### [About this task]
Reproduce all of the records exactly.

### [Material for this exercise]
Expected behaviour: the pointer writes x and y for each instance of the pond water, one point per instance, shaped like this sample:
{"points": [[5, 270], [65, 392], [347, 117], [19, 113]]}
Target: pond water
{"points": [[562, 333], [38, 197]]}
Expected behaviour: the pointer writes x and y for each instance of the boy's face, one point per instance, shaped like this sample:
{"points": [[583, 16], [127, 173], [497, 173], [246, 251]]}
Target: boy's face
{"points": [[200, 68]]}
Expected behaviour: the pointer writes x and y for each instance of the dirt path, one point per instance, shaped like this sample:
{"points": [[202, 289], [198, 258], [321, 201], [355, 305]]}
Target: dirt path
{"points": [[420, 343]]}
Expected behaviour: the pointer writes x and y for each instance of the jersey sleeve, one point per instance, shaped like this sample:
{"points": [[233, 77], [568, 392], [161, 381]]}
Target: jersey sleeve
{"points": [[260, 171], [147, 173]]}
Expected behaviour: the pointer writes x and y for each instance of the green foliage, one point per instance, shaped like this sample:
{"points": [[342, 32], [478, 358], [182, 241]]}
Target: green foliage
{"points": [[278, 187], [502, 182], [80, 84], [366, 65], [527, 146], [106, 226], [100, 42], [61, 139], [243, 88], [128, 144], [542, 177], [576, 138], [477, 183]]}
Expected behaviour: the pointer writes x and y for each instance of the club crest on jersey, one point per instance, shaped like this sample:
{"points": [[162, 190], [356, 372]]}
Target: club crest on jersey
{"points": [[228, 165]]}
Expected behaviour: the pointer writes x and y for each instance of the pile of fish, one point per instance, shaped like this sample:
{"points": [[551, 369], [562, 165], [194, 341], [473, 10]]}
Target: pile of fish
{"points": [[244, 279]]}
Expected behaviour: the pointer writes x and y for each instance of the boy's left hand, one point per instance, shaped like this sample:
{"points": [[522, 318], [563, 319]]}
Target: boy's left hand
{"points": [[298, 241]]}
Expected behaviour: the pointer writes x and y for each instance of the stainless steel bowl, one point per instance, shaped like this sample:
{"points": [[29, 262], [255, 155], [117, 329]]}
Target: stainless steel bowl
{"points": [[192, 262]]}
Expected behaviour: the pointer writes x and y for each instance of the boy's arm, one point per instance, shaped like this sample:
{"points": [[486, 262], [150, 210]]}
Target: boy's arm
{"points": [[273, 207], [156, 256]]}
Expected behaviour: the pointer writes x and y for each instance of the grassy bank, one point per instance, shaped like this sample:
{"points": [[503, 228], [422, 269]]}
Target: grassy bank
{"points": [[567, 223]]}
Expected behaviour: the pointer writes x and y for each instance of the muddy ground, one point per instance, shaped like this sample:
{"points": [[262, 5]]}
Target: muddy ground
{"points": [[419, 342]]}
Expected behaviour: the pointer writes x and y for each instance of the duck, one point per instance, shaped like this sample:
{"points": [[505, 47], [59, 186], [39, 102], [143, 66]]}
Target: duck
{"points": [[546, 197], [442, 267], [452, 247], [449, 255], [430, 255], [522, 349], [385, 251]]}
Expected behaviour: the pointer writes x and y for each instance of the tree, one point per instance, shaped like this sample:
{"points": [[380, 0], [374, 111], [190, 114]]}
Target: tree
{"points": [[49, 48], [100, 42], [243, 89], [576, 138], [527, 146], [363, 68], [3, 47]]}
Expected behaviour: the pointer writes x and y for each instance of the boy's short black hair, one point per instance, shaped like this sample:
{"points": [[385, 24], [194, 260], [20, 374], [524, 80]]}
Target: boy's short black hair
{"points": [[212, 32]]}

### [Output of the exercise]
Expected behaviour: the pointer writes x and y for each instance of the pond water, one point per instance, shaped like this sample:
{"points": [[5, 270], [65, 392], [347, 117], [19, 113]]}
Target: pond water
{"points": [[562, 333], [38, 197]]}
Expected behaviour: the pointer writes x and y for each instance of the boy's face, one point per instance, shaped like this sample:
{"points": [[583, 16], [127, 173], [497, 173], [246, 251]]}
Target: boy's face
{"points": [[200, 68]]}
Expected behaviour: the pointer writes x and y for each instance of the dirt path, one point per instance, shaped like this sample:
{"points": [[202, 289], [198, 258], [321, 201], [355, 305]]}
Target: dirt path
{"points": [[420, 343]]}
Expected behaviour: the pointer writes x and y for each instance of the jersey sleeve, one point per instance, shaped like this sample:
{"points": [[233, 77], [568, 392], [161, 381]]}
Target: jersey sleeve
{"points": [[260, 171], [147, 173]]}
Expected behaviour: the pointer writes x and y for each instance of the green foliage, one point per instance, shaped like this sample:
{"points": [[342, 32], [478, 358], [182, 241]]}
Target: green foliage
{"points": [[278, 187], [502, 182], [80, 84], [366, 65], [527, 146], [106, 226], [100, 42], [61, 139], [243, 88], [128, 144], [542, 177], [576, 138], [477, 183]]}
Expected behaviour: the pointer writes x and y for each instance of the club crest on jersey, one point per instance, shaped like this sample:
{"points": [[162, 190], [356, 372]]}
Target: club crest on jersey
{"points": [[228, 165]]}
Expected behaviour: the pointer writes x and y for each instance of the pile of fish, one point per instance, shaped like this sample:
{"points": [[551, 369], [562, 165], [194, 341], [473, 10]]}
Target: pile of fish
{"points": [[244, 279]]}
Expected behaviour: the pointer writes x and y for each instance of the boy's left hand, one point per instance, shaped like this sample:
{"points": [[522, 318], [563, 319]]}
Target: boy's left hand
{"points": [[298, 241]]}
Expected behaviour: the pointer writes x and y for each instance of the stainless steel bowl, one point per instance, shaped like this sample:
{"points": [[29, 262], [255, 155], [117, 329]]}
Target: stainless steel bowl
{"points": [[192, 262]]}
Expected behaviour: the pointer writes x and y for each instance of the boy's arm, one point per instance, shaped like this sample:
{"points": [[486, 262], [150, 210]]}
Target: boy's arm
{"points": [[273, 207], [156, 256]]}
Expected behaviour: the pointer writes x and y for each instance of the grassy bank, one point per instance, shaped like this sample:
{"points": [[503, 228], [422, 269]]}
Target: grassy bank
{"points": [[567, 223]]}
Expected behaviour: the pointer writes x and y for each instance of the muddy ground, one point per instance, shaped like this sample:
{"points": [[262, 5]]}
Target: muddy ground
{"points": [[419, 342]]}
Expected behaviour: the pointer writes x and y for each instance of the duck, one point per instance, shaped like this sample:
{"points": [[505, 47], [59, 186], [39, 102], [143, 66]]}
Target: duck
{"points": [[546, 197], [442, 267], [452, 247], [449, 255], [430, 255], [522, 349], [385, 251]]}
Expected behaviour: the pointer writes x and y for each instance of the tree, one point per instance, shaped like this sample:
{"points": [[380, 0], [374, 111], [190, 114]]}
Target: tree
{"points": [[49, 48], [100, 42], [243, 89], [576, 138], [527, 146], [363, 68], [3, 47]]}
Expected behaviour: the pointer writes x and y for each instance of the boy's short black hair, one point per instance, shaped like this sample:
{"points": [[385, 24], [194, 260], [20, 374], [524, 80]]}
Target: boy's short black hair
{"points": [[212, 32]]}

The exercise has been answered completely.